> **Instructions to follow**: Each line of the material that mentions the word "bumper" is to be copied.

------------------------------

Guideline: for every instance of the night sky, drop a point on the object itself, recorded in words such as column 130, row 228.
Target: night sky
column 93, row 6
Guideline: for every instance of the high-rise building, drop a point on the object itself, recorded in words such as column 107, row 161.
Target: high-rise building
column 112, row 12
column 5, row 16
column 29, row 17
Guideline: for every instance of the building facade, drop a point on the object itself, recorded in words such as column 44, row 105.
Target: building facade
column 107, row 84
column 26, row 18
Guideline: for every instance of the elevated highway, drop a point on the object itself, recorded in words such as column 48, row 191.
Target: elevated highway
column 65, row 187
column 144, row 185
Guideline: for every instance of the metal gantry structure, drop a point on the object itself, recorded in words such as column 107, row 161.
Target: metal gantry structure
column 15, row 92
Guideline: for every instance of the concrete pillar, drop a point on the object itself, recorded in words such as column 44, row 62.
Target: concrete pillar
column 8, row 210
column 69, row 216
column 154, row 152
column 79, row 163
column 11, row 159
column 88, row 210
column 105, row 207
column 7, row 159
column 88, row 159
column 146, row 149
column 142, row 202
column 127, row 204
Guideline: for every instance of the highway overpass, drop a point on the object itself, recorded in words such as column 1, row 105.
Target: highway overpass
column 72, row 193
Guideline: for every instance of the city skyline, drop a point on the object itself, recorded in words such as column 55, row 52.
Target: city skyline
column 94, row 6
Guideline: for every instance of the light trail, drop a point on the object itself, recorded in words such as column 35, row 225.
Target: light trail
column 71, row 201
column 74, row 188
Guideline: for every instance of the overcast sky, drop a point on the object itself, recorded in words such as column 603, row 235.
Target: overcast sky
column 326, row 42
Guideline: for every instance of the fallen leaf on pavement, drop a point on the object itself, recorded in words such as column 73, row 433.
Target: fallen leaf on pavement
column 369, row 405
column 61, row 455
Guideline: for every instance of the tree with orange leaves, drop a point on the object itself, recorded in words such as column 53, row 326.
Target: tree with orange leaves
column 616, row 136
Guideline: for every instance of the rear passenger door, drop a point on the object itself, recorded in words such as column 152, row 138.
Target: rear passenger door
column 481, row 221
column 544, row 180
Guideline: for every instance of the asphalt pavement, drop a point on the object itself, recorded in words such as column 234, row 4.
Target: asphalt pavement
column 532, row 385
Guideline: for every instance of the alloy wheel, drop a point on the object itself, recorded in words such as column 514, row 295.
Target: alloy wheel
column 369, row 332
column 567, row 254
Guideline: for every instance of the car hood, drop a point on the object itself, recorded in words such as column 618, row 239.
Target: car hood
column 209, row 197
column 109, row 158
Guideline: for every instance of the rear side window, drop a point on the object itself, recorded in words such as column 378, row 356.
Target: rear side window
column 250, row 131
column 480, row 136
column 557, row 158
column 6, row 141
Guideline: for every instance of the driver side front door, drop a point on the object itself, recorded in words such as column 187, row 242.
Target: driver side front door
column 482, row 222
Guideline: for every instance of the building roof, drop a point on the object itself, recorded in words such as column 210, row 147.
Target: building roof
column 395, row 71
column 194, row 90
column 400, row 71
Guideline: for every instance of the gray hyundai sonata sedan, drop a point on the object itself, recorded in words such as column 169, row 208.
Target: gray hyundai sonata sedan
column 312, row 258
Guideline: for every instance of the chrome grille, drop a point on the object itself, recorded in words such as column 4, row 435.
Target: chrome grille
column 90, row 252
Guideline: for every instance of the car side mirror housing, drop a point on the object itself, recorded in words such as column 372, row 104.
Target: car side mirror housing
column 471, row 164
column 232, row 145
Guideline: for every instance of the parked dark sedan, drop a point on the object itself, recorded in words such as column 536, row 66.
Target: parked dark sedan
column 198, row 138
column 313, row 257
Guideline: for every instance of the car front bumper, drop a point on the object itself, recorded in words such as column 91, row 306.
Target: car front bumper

------------------------------

> **Output of the task**:
Guideline: for every instance of the car front bumper, drop a point on the object itself, recorded in words such as column 91, row 306.
Target: car front bumper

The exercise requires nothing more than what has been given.